» **Text**:
The science of spirituality is all about knowing one's own self. However, this can never be known in any of the normal ways through which we gain knowledge of worldly subjects. To learn and experience this science, we need to be graced with the blessings of both - guru and God. There is nothing surprising in this. We all know that to qualify in any field of knowledge, we require the guidance of an experienced person who is already qualified in that particular field. Whether it is a doctor, a lawyer or a businessman, all follow this line of action only. Krishna says in the Bhagavad Gita:
"It is only one amongst thousands of people who strives for spiritual salvation. Even amongst such seekers, it is only the rare person who gets to know me correctly." (7.3)
This is God's own voice, which makes it clear that it is not easy to gain such a knowledge. Due to our deep-rooted ignorance, there is a wide gap between what we believe ourselves to be and what we actually are. Therefore, the guiding hand of a guru is both necessary and sufficient for progress on the spiritual path.
Some intelligent fools of today do not accept this, rather they oppose it. They are not correct. However intelligent a person may be, it is impossible for him to study the scriptures and experience their essence on his own. Therefore, even one who knows the scriptures should not search for the science of salvation (Brahma-Gyana) independently. He should proceed to a qualified guru to receive the same. The Chandogya Upanishad says:
'Only the knowledge received from a teacher (Acharya) leads one to the goal.' (4.9.3)
'The one who has a teacher will know the truth.' (6.14.2)
The alphabets making up the word guru itself signify its meaning. 'Gu' means the darkness of ignorance and 'ru' indicates the one who destroys; therefore, the one who removes our ignorance (about our true selves) is our guru.
What are the qualities in a guru which make us seek the science of salvation from him? How should we approach such a guru? It is the scriptures themselves which answer this question:
'With sacrificial wood in hands, one should approach a guru, who is both a 'Shrotriya' and 'Brahmanishtha'. (Mundaka Upanishad 1.2.12)
Here the first adjective describing an ideal guru is 'Shrotriya'. It means a person who has not only studied, but also lives and acts according to the scriptures (Shruti). 'Brahmanishtha' means one whose mind is always fixed on the Supreme God (Brahman). There are many who possess only one of these qualities. However, the ideal guru is one who has both; i.e., these two qualities need to be present together in a person for him to qualify as a guru. Such a teacher knows the traditional meaning of the scriptures and therefore does not interpret them according to his own free will. Due to his following the unbroken tradition of our ancient sages, there is no contradiction in his teachings. From his explanations the students not only get answers to all their queries - asked or unasked, but their doubts too get dissolved. If the guru is not a Brahmanishtha, then his discourses are but mere rote, like that of a parrot. Each student harbors different queries and doubts depending on his/her background and Samskaras. Suitable answers to such a variety of questions can come only from the reservoir of experience, not from books. Therefore, it is said in the Gita:
'Knowledge will be given to you by those who are knowledgeable and have seen the Truth.' (4.34)
Here knowledgeable means one having the knowledge of the scriptures. Seer of Truth (Tattva-Darshi) means one who has realized the 'Truth' as it actually is. It is only the teachings of such a teacher that can take one to the desired goal and not that of others.

» **Extracted records**:
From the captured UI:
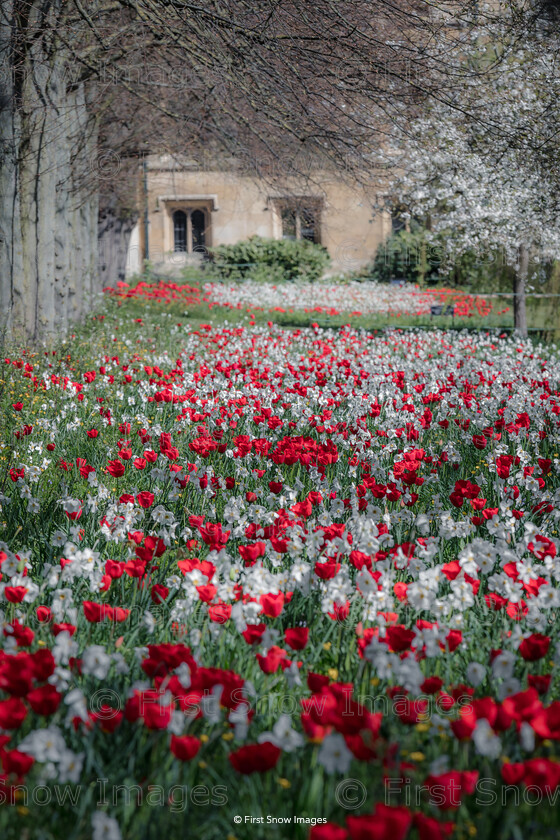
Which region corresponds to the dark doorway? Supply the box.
[173,210,187,251]
[191,210,206,251]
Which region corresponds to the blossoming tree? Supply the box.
[382,5,560,335]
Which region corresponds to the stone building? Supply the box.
[127,155,391,275]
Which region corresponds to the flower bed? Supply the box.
[0,319,560,840]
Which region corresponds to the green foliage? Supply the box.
[369,228,438,283]
[210,236,330,283]
[363,224,512,293]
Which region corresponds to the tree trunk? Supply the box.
[513,244,529,338]
[98,209,137,288]
[0,0,97,342]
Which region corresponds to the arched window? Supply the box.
[173,210,187,251]
[191,210,206,251]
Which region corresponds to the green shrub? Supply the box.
[362,224,512,292]
[210,236,330,283]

» **Task instructions**:
[a] Format the records as a Markdown table with the columns Row and Line, beginning at the line containing "Which region corresponds to the flower" and continuing through the last line of the records. Leave out blank lines.
[b] Pick up the text on seeking a guru for spiritual knowledge where it ends, and keep writing.

» **Responses to the exercise**:
[a]
| Row | Line |
|---|---|
| 1 | Which region corresponds to the flower bed? Supply the box. |
| 2 | [0,319,560,840] |
| 3 | Which region corresponds to the green foliage? Supply the box. |
| 4 | [369,228,438,283] |
| 5 | [210,236,330,283] |
| 6 | [363,224,512,293] |
| 7 | Which region corresponds to the tree trunk? Supply the box. |
| 8 | [513,244,529,338] |
| 9 | [98,209,137,288] |
| 10 | [0,0,97,342] |
| 11 | Which region corresponds to the arched window? Supply the box. |
| 12 | [173,210,187,251] |
| 13 | [191,210,206,251] |
| 14 | Which region corresponds to the green shrub? Supply the box. |
| 15 | [362,224,512,292] |
| 16 | [210,236,330,283] |

[b]
Such a self-satisfied guru is always happy and content. In the Chandogya Upanishad such a person is addressed as 'Soumya'. Soumya means calm and soothing like the moon (Soma). Not only this, such a guru is so compassionate that he reveals all he knows to his deserving students without keeping anything secret. The knower of God, such a guru is but God himself. Therefore we need to have complete faith in him. In fact, the scriptures also emphasize that it is the duty of such a guru to impart knowledge to his deserving students:
'To the peaceful student who has won over his senses, the wise guru should disclose the essential knowledge which will reveal the Supreme God.' (Mundaka Upanishad 1.2.13)
The Great Shankaracharya says:
'A knowledgeable guru should definitely impart knowledge to the worthy pupil who has approached him in the correct manner.' (Commentary on the Prashna Upanishad 6.1)
The primary reason why we are unable to obtain a guru like this is our inability to understand that there is no other path to Moksha than the one delineated in the scriptures. The Shvetashvatara Upanishad says: 'There is no other path to liberation' (3.8). Only the one free from this delusion is a fit vehicle for obtaining a guru through the grace of God. Indeed, obtaining a guru is the clearest manifestation of God's grace in our life.
The scriptures inform us how we have to serve and venerate the guru. We should offer him the wood used in Vedic Sacrifices (samidha). This wood is a representative of karma. The one searching for Moksha recognizes that performing karma does not serve any purpose for him. He wants to receive the fire of knowledge from his guru, which will burn down all his karma, symbolized by the wood. This is why he carries to the guru this piece of wood. Lord Krishna says:
"Like fire consumes wood, so does the fire of knowledge burn down all karma." (Bhagavad Gita 4.37)
The Puranas and histories (Itihasa) are full of instructions informing us how we have to act towards the guru with fear, devotion and humility. Not only that, the Gita also tells us how to approach our guru for removing our doubts:
"You should gain knowledge by prostrating before your guru, asking sincere questions for clearing your doubts, and by serving him" (Bhagavad Gita 4.34).
The Manu Smriti elaborates on the method of prostrating before the guru:
The guru's feet should be touched with hands crossed, i.e., the right hand should touch the right leg and the left hand should touch the left (2.72).
Here prostration indicates complete surrender on part of the seeker. Such an act is known as Dandavat in Sanskrit. Like a stick which falls flat on the ground in the absence of a support, we too stand nowhere without the guru's support.
Our questions too reflect our humility. Even after this, for the successful culmination of the knowledge obtained from the guru, it is imperative that we serve him. In fact, prostration and questioning both may be feigned, however, the service we are able to offer to our guru is the sincerest reflection of the genuineness of our commitment.
Further, fundamental to obtaining knowledge from the guru is our faith, called in Sanskrit as 'Shraddha'. Shraddha means having complete faith in the Word - both of the scriptures and of the guru. The word Shraddha is made up of two constituents - 'Shrad' means truth, and 'Dha' means bearing. Thus, the necessary (and sufficient) condition for bearing the truth is Shraddha. The Gita too says:
'Shraddhawan labhate gyanam - Only the person of faith can gain knowledge.' (4.39)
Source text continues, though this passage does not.